* **To do**
Write out every line below in full, including the wording around each answer, and raise each x and y coordinate in the answers by 75. Leave the pictures out.

** begin Exercise materials **

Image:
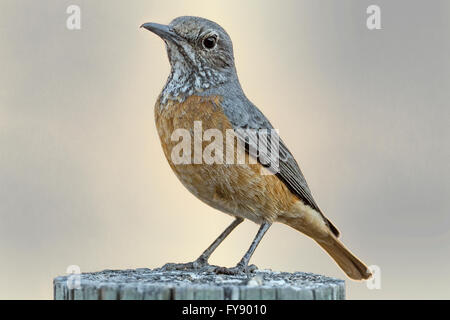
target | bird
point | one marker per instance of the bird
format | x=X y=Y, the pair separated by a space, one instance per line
x=203 y=88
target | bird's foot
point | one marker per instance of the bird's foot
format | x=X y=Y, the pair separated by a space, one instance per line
x=198 y=264
x=239 y=269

** end Exercise materials **

* **Answer to this task**
Image:
target | bird
point | one marker per instance of the bird
format | x=X y=Y, the pair separated by a space, one instance per line
x=278 y=163
target | bird's foot
point | one marker per instance of the bird's foot
format | x=X y=Y, the pair separated by a space, one instance per line
x=273 y=339
x=314 y=344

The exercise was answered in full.